- _TEXT_:
══════════════════════════════

C. Two-Stage Optimization

PCG seeks a smooth latent trajectory $\gamma(t)$ (a geodesic) connecting the input to a target class. The optimization is discretized into $T+1$ points and proceeds in two phases:

Phase 1: Robust Geodesic Construction
- Goal: Find the shortest path (geodesic) between the input latent code $z_0$ and a target-class latent code $z_T$ under the robust metric.
- Objective: Minimize the Robust Perceptual Energy:
  $E_{robust}(z) = \frac{1}{2} \sum_{i=0}^{T-1} \sum_{k=1}^{K} w_k \frac{1}{\delta t} \| h_k(g(z_{i+1})) - h_k(g(z_i)) \|_2^2$
- Result: A smooth, on-manifold path that traverses robust semantic regions, avoiding adversarial shortcuts.
Phase 2: Endpoint Refinement
- Goal: Adjust the path to ensure the endpoint $z_T$ correctly classifies as the target class $y'$ while minimizing the distance to the original input.
- Objective: Minimize a combined loss:
  $L(z) = E_{robust}(z) + \lambda \cdot \ell(f(g(z_T)), y')$
- Mechanism: Uses a dynamic $\lambda$ schedule (starting small, increasing over time) and a re-anchoring strategy. Periodically, the endpoint is reset to the point on the current path closest to the input that still satisfies the target classification. This prevents the path from drifting too far or collapsing back to the input.

3. Key Contributions

Perceptual Counterfactual Geodesics (PCG): A novel framework that generates counterfactuals by tracing geodesics under a Riemannian metric induced by robust vision features.
Semantic Divide Resolution: The paper demonstrates that a robust Riemannian metric allows optimization to cross the "semantic divide," producing valid CEs rather than on-manifold adversarial examples (AEs).
Perceptual Geodesic Interpolation: The method enables smooth, semantically coherent interpolations between classes, preserving class structure and avoiding the "blending" artifacts common in linear latent interpolation.
Robust Evaluation Metrics: The authors introduce and utilize robust distance metrics (e.g., $L_R$ , R-FID, R-LPIPS) to expose failure modes that standard metrics (like pixel $\ell_2$ ) hide.

4. Experimental Results

The method was evaluated on three high-resolution datasets: AFHQ (animals), FFHQ (faces), and PlantVillage (leaves), using StyleGAN2/3 generators.

Qualitative Performance:
- Baselines (REVISE, VSGD, RSGD): Produced off-manifold artifacts (distorted textures, class ambiguity) or on-manifold AEs (semantically brittle changes).
- PCG: Generated minimal, semantically faithful changes. Transitions preserved identity (in faces) and species structure (in animals) while smoothly changing the target attribute.

══════════════════════════════

- _Collection entries_:

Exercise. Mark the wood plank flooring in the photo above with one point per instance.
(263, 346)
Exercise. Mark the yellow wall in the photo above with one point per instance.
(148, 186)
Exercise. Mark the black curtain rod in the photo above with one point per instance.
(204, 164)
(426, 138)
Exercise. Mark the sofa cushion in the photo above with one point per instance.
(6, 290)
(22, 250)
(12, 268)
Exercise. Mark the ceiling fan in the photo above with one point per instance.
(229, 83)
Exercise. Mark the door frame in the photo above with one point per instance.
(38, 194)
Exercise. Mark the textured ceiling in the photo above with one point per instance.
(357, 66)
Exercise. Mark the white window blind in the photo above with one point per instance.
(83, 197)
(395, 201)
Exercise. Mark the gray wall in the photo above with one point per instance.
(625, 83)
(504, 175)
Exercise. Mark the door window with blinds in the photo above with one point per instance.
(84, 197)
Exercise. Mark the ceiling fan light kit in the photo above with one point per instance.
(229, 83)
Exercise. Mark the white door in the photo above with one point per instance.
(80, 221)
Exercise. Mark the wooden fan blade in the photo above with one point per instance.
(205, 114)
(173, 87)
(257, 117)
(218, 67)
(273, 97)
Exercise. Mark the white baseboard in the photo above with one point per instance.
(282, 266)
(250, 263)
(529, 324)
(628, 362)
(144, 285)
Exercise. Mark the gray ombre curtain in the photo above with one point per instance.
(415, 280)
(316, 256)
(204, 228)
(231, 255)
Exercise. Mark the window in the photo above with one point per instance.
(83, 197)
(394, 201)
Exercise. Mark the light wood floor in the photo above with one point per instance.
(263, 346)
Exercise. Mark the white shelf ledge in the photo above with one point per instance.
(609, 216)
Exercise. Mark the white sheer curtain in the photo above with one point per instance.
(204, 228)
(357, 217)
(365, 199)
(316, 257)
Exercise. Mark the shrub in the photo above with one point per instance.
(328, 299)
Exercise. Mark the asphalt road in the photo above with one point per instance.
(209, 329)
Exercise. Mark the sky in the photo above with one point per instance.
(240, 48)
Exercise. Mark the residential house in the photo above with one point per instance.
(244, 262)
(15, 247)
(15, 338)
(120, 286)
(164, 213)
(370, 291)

══════════════════════════════

- _WHAT YOU NEED TO DO_:
A: List the names of all the key contributions given in the geodesics text.
B: Rewrite the part of the geodesics text starting with "Phase 1: Robust" and going on through "the robust metric.", with "minimal-length path" in place of "shortest path".

- _ANSWERS TO THIS EXERCISE_:
A:
Perceptual Counterfactual Geodesics (PCG)
Semantic Divide Resolution
Perceptual Geodesic Interpolation
Robust Evaluation Metrics

B:
Phase 1: Robust Geodesic Construction
- Goal: Find the minimal-length path (geodesic) between the input latent code $z_0$ and a target-class latent code $z_T$ under the robust metric.